• **REQUIREMENTS**
Copy out the article on the MULA satellite word for word, starting at the words "On Wednesday, the" and ending after "a wider area.".

-------- ARTICLE --------

The Multispectral Unit for Land Assessment (MULA), the Philippines’ biggest satellite yet, is in development for monitoring the environment and land.
On Wednesday, the Philippine Space Agency (PhilSA) announced that they are gearing up for the “next generation of satellites” that could show a wider area.
“Plans are underway to have a bigger Earth observation satellite that can capture images of approximately 100,000 [square kilometers] of land area daily,” the website read.
Weighing 130 kilograms, MULA will carry a TrueColour camera capable of capturing five-meter resolution images with a wide swatch width of 120 kilometers.
It will have nine spectral bands that can be used for environmental applications such as land cover change mapping, disaster and forestry management, and crop monitoring.
MULA will also have Automatic Identification System and Automatic Dependent Surveillance-Broadcast, which can be used for ship and aircraft detection and tracking.
“We will be able to better monitor terrestrial ecosystems, as well as our land and marine resources to ensure both agricultural productivity and environmental integrity,” said Dr. Gay Jane Perez, PhilSA deputy director general and advanced satellite development and know-how transfer for the Philippines (ASP) project leader.
“We will also be able to assess environmental conditions to be more proactive in disaster management and mitigation,” she added.
MULA project manager Engr. John Leur Labrador said the end product could be deemed the country’s own “astronaut” in space.

-------- PROVIDED INFORMATION --------

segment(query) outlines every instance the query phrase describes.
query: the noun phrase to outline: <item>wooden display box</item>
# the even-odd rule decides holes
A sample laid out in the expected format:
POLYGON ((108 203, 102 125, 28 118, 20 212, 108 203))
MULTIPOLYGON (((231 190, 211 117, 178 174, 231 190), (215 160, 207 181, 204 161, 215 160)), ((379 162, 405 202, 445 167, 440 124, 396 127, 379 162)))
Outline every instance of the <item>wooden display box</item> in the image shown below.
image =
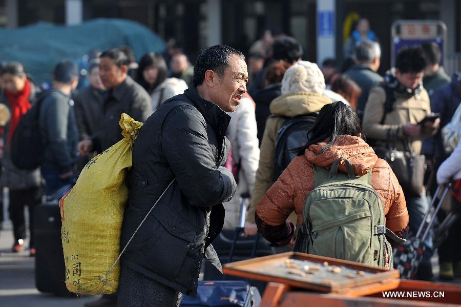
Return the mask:
POLYGON ((341 294, 357 288, 361 295, 395 289, 400 280, 396 270, 293 252, 227 263, 223 272, 230 275, 324 293, 341 294), (290 265, 294 267, 291 273, 288 272, 290 265), (315 268, 315 271, 310 271, 315 268), (336 269, 333 272, 334 268, 340 270, 336 269))

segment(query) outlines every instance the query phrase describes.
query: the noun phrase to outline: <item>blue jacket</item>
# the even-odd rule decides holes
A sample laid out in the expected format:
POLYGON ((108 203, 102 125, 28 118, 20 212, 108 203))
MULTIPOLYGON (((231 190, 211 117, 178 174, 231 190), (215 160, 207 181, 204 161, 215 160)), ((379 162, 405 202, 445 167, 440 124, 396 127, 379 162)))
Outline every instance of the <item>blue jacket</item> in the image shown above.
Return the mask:
POLYGON ((79 140, 74 101, 59 90, 49 90, 42 95, 45 95, 39 115, 45 145, 42 165, 56 168, 61 174, 67 173, 75 162, 79 140))
POLYGON ((423 153, 427 156, 442 159, 446 157, 441 130, 451 120, 452 116, 461 101, 459 82, 458 81, 459 74, 461 73, 453 74, 450 84, 439 88, 431 96, 431 110, 434 113, 440 113, 440 129, 433 137, 423 141, 423 153))

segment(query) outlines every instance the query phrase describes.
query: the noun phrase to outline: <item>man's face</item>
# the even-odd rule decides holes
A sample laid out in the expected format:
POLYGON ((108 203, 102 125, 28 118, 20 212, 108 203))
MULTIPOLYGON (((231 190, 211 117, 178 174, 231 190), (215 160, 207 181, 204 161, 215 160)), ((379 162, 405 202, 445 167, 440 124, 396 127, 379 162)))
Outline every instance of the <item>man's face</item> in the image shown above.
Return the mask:
POLYGON ((234 112, 246 92, 248 70, 245 61, 233 55, 222 78, 217 76, 213 88, 213 100, 224 112, 234 112))
POLYGON ((15 94, 24 88, 26 84, 25 75, 19 77, 11 74, 4 74, 2 76, 4 87, 9 92, 15 94))
POLYGON ((179 73, 187 68, 187 58, 184 54, 176 54, 171 59, 170 63, 171 71, 175 73, 179 73))
POLYGON ((88 81, 90 85, 93 88, 103 91, 106 89, 106 87, 101 81, 101 78, 99 77, 99 68, 97 66, 93 68, 90 74, 88 75, 88 81))
POLYGON ((152 86, 158 77, 158 68, 154 65, 148 66, 142 72, 142 76, 148 84, 152 86))
POLYGON ((336 68, 334 67, 323 66, 320 69, 320 70, 322 71, 322 73, 323 74, 325 83, 328 83, 333 75, 336 73, 336 68))
POLYGON ((101 62, 99 63, 99 77, 102 84, 109 89, 116 88, 127 78, 127 69, 124 65, 122 67, 119 67, 109 57, 101 58, 101 62))
POLYGON ((399 80, 399 82, 407 89, 412 90, 414 90, 418 87, 418 85, 421 82, 424 75, 424 73, 423 71, 402 73, 399 69, 395 70, 395 77, 399 80))

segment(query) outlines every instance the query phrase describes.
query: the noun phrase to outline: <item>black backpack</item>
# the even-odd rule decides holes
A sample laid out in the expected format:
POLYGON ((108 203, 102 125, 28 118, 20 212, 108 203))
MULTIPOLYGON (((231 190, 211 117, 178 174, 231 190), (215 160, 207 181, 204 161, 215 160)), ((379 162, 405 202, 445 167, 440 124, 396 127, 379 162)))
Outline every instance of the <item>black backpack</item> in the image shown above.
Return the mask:
POLYGON ((43 161, 44 146, 39 122, 40 106, 46 95, 37 97, 14 130, 10 146, 11 161, 16 168, 33 171, 43 161))
POLYGON ((313 127, 318 112, 296 116, 285 121, 277 133, 274 154, 274 181, 277 180, 298 154, 293 150, 308 140, 307 133, 313 127))

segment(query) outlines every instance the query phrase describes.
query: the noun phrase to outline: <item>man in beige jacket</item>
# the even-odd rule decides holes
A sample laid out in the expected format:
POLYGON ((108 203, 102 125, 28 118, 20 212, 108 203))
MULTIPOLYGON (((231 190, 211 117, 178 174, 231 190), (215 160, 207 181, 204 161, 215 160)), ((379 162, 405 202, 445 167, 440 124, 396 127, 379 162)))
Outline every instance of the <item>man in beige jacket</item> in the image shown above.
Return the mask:
MULTIPOLYGON (((274 156, 279 130, 287 118, 318 112, 324 105, 331 103, 331 100, 322 94, 325 89, 323 74, 315 63, 299 61, 285 72, 282 80, 282 95, 270 103, 272 115, 266 121, 251 203, 246 213, 247 235, 256 233, 256 206, 275 181, 274 156)), ((290 219, 296 223, 296 218, 294 212, 290 219)))
MULTIPOLYGON (((370 91, 363 121, 363 131, 367 138, 383 145, 388 145, 389 142, 395 139, 396 148, 399 150, 406 150, 405 144, 409 142, 413 151, 416 154, 421 153, 422 140, 435 134, 440 123, 437 119, 418 124, 431 113, 429 95, 422 83, 426 65, 420 47, 403 49, 399 53, 395 67, 387 73, 385 84, 370 91), (385 113, 388 94, 393 96, 394 101, 392 108, 385 113)), ((428 208, 427 200, 425 193, 415 196, 404 192, 410 216, 410 231, 415 234, 428 208)), ((431 236, 428 236, 425 243, 426 250, 416 278, 430 280, 432 278, 431 236)))

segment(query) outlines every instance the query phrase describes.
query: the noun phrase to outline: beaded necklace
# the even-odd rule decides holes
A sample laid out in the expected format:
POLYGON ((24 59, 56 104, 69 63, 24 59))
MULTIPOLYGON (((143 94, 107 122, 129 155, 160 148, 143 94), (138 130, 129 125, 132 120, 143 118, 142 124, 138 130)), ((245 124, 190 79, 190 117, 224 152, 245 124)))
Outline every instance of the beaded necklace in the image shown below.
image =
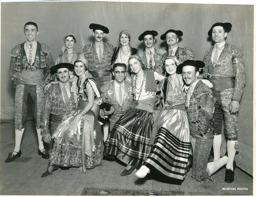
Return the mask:
MULTIPOLYGON (((121 47, 121 51, 123 53, 123 54, 124 54, 124 56, 125 55, 126 55, 127 54, 128 54, 128 53, 129 53, 130 52, 130 47, 129 47, 129 51, 128 51, 128 52, 127 52, 127 53, 124 53, 124 52, 123 51, 123 48, 122 48, 121 47)), ((127 63, 128 63, 128 60, 127 61, 127 62, 126 63, 124 63, 124 62, 123 62, 123 60, 122 60, 122 54, 120 54, 120 59, 121 60, 121 62, 122 63, 124 63, 125 64, 127 64, 127 63)))
POLYGON ((75 52, 73 51, 73 53, 72 54, 72 58, 71 58, 71 60, 69 61, 69 60, 68 58, 68 53, 66 54, 65 58, 66 58, 66 61, 67 63, 71 63, 72 61, 73 60, 73 58, 74 58, 74 54, 75 53, 75 52))
POLYGON ((133 88, 133 94, 134 95, 134 104, 135 105, 138 105, 139 104, 139 100, 140 99, 140 95, 141 94, 141 92, 142 92, 142 87, 144 85, 144 83, 146 81, 146 70, 144 71, 144 74, 143 75, 143 78, 142 78, 142 81, 141 82, 141 85, 140 86, 140 88, 138 89, 137 88, 137 75, 136 75, 135 76, 135 79, 133 81, 133 87, 134 87, 133 88), (139 90, 139 92, 137 92, 137 90, 139 90), (137 93, 139 94, 139 96, 138 97, 138 99, 136 99, 136 93, 137 93))

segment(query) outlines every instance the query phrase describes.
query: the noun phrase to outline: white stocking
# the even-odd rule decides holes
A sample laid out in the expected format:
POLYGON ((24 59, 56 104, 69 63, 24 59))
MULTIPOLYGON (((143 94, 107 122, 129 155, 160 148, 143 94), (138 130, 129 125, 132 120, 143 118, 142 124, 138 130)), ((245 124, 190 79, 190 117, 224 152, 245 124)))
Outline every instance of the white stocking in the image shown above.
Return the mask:
POLYGON ((220 146, 221 146, 221 134, 214 135, 213 145, 214 161, 217 161, 220 158, 220 146))
POLYGON ((109 128, 109 127, 106 125, 103 125, 103 140, 104 142, 106 142, 108 137, 109 128))
MULTIPOLYGON (((21 139, 22 139, 23 133, 24 133, 25 128, 19 130, 18 129, 15 130, 15 147, 13 151, 17 153, 20 150, 20 144, 21 144, 21 139)), ((15 154, 16 154, 15 153, 15 154)))
POLYGON ((230 141, 228 140, 228 163, 227 163, 227 169, 230 169, 233 170, 233 162, 236 154, 236 149, 235 149, 235 144, 237 141, 230 141))
POLYGON ((221 168, 228 162, 228 158, 226 156, 218 159, 218 160, 208 163, 207 168, 210 170, 211 175, 221 168))
POLYGON ((41 136, 41 129, 36 129, 37 133, 37 138, 38 139, 38 149, 39 150, 44 149, 44 143, 43 142, 43 138, 41 136))

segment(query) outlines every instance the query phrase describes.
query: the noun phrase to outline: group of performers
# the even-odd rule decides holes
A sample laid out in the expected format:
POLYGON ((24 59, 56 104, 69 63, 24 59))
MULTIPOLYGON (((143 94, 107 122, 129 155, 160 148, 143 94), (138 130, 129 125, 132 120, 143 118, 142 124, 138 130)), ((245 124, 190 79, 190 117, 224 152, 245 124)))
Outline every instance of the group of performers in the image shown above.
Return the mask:
POLYGON ((214 45, 202 61, 194 60, 190 48, 178 46, 180 30, 169 29, 161 36, 168 51, 155 47, 157 31, 145 31, 138 39, 145 50, 139 52, 131 46, 128 31, 120 32, 121 45, 114 48, 103 41, 109 29, 92 23, 95 42, 78 53, 75 36, 67 34, 54 64, 48 46, 36 41, 37 24, 27 22, 26 41, 11 52, 15 147, 5 162, 21 155, 30 96, 38 153, 49 159, 42 177, 59 166, 79 167, 85 173, 101 165, 103 139, 104 156, 126 165, 121 176, 136 169, 138 178, 150 174, 181 184, 190 167, 192 178, 201 182, 213 180, 211 175, 226 165, 225 181, 232 183, 245 77, 242 51, 225 41, 231 26, 211 27, 208 35, 214 45), (228 143, 221 157, 223 116, 228 143), (50 153, 43 141, 53 143, 50 153))

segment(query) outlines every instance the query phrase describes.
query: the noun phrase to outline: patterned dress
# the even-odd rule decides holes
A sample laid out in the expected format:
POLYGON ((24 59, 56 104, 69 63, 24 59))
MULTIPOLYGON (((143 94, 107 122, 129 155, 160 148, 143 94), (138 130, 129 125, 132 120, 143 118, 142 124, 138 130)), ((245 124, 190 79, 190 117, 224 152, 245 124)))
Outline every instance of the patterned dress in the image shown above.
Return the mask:
POLYGON ((174 87, 169 78, 161 83, 165 103, 155 122, 157 134, 144 164, 155 177, 175 184, 181 184, 186 177, 190 148, 183 84, 177 75, 174 87))
MULTIPOLYGON (((87 78, 80 86, 79 79, 76 80, 76 77, 74 83, 76 84, 79 110, 88 104, 85 88, 87 84, 89 83, 92 85, 95 81, 87 78)), ((58 131, 53 137, 56 141, 50 161, 61 166, 81 167, 85 173, 86 168, 93 168, 101 165, 101 129, 92 110, 77 122, 76 128, 72 128, 71 123, 76 113, 76 111, 71 112, 68 119, 57 128, 58 131)))
MULTIPOLYGON (((156 80, 159 74, 153 72, 152 74, 153 78, 156 80)), ((148 76, 149 78, 149 75, 148 76)), ((132 78, 133 77, 132 75, 132 78)), ((150 152, 152 145, 151 132, 157 114, 156 107, 150 105, 147 100, 156 93, 146 91, 147 83, 150 84, 150 82, 147 77, 145 79, 140 93, 135 91, 136 87, 132 83, 134 98, 135 101, 138 101, 138 104, 135 104, 134 102, 133 106, 116 122, 107 139, 109 142, 108 146, 105 146, 108 155, 115 156, 127 165, 136 168, 142 165, 150 152), (139 96, 140 94, 140 96, 139 96)), ((156 81, 153 80, 150 85, 156 87, 156 81)))

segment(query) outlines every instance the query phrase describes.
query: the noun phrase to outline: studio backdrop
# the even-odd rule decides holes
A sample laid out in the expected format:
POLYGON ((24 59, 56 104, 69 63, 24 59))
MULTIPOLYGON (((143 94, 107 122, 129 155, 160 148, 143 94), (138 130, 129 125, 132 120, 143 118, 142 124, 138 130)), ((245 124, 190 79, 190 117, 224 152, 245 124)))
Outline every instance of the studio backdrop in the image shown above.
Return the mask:
MULTIPOLYGON (((207 32, 217 22, 230 22, 233 27, 226 42, 243 51, 246 86, 241 102, 238 121, 237 166, 252 175, 253 6, 108 2, 37 2, 2 3, 1 5, 1 118, 14 119, 15 89, 9 74, 10 52, 25 41, 23 26, 28 21, 38 26, 37 40, 49 46, 54 61, 61 53, 63 37, 68 33, 76 37, 75 50, 93 40, 91 23, 109 29, 105 41, 117 46, 122 30, 131 33, 131 45, 144 50, 139 36, 146 30, 158 32, 155 46, 167 50, 160 36, 167 30, 183 31, 180 46, 191 47, 195 59, 203 60, 212 45, 207 32)), ((12 132, 13 131, 10 131, 12 132)), ((14 132, 14 131, 13 131, 14 132)), ((226 151, 225 144, 222 147, 226 151)))

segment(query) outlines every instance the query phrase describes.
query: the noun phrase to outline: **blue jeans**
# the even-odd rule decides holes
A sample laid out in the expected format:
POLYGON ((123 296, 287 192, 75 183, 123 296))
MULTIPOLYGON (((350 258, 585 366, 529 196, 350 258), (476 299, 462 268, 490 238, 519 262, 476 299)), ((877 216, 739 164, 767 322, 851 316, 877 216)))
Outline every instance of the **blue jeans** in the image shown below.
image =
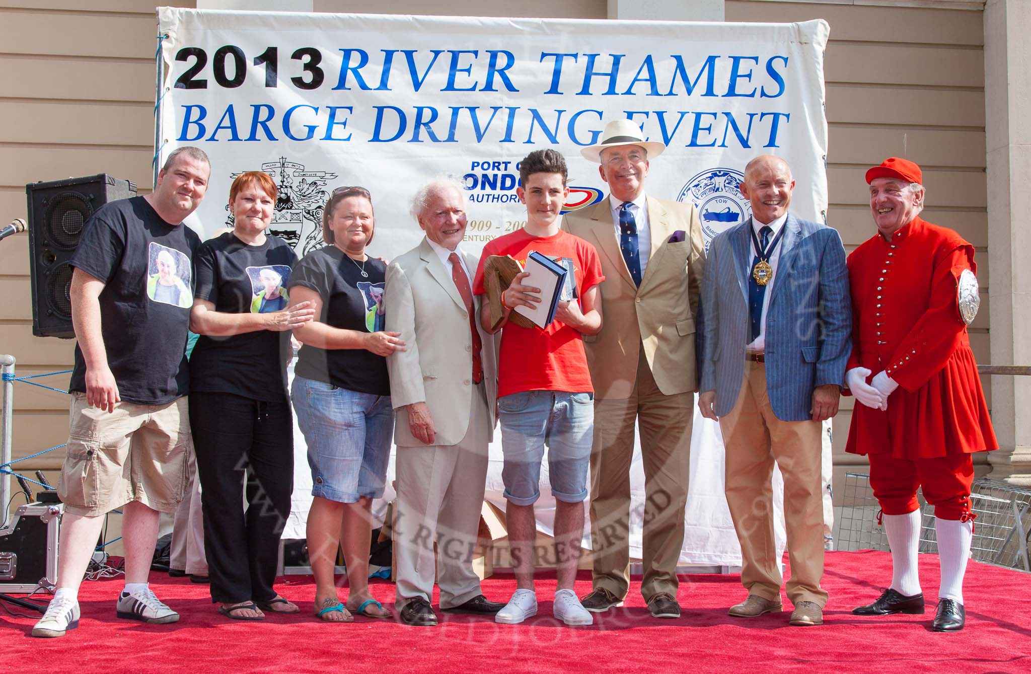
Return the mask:
POLYGON ((547 445, 552 495, 579 503, 587 498, 587 472, 594 433, 594 394, 524 391, 498 399, 501 479, 505 498, 532 505, 540 498, 540 463, 547 445))
POLYGON ((338 503, 381 497, 394 438, 390 396, 296 376, 291 396, 308 445, 311 496, 338 503))

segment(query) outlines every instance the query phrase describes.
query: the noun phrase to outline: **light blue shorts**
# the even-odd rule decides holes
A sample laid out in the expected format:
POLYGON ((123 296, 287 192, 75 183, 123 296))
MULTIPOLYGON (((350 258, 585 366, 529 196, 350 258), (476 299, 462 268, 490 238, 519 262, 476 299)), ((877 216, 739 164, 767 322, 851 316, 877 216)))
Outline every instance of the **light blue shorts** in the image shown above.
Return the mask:
POLYGON ((498 399, 501 479, 505 498, 532 505, 540 498, 540 463, 547 445, 552 496, 566 503, 587 498, 594 432, 594 394, 524 391, 498 399))
POLYGON ((291 396, 308 445, 311 496, 338 503, 380 498, 394 437, 390 396, 304 377, 294 377, 291 396))

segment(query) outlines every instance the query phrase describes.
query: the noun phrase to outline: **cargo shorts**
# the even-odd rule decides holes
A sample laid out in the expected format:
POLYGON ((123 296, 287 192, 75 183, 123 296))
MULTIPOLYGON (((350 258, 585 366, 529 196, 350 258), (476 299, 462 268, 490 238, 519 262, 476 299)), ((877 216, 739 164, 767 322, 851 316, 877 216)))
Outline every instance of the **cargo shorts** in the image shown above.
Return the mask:
POLYGON ((186 494, 191 446, 187 397, 164 405, 92 407, 73 392, 58 495, 65 512, 96 516, 131 501, 175 512, 186 494))

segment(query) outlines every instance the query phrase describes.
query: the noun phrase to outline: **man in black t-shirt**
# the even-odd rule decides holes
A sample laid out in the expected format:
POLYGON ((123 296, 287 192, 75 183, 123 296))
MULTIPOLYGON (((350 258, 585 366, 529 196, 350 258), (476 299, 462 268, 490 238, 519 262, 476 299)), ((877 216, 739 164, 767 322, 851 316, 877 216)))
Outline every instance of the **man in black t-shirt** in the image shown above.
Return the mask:
POLYGON ((179 619, 146 581, 160 513, 175 511, 188 478, 186 343, 200 237, 182 220, 200 205, 210 172, 203 150, 174 150, 153 193, 105 204, 87 221, 72 256, 78 343, 58 486, 65 504, 58 589, 34 637, 78 627, 79 583, 104 514, 120 507, 126 586, 118 617, 179 619))

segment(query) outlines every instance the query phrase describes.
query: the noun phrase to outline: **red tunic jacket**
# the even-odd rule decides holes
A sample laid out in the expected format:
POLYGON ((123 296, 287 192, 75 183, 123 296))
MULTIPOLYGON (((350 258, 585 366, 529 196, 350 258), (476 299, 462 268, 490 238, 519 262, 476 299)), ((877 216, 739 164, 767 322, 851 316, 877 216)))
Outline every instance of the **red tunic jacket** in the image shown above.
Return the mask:
POLYGON ((886 370, 899 387, 887 411, 856 403, 845 451, 913 460, 999 447, 959 312, 964 269, 976 271, 973 246, 920 217, 849 256, 849 369, 886 370))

--------

• **CORRECT ANSWER**
On Wednesday, the Philippine Space Agency (PhilSA) announced that they are gearing up for the “next generation of satellites” that could show a wider area.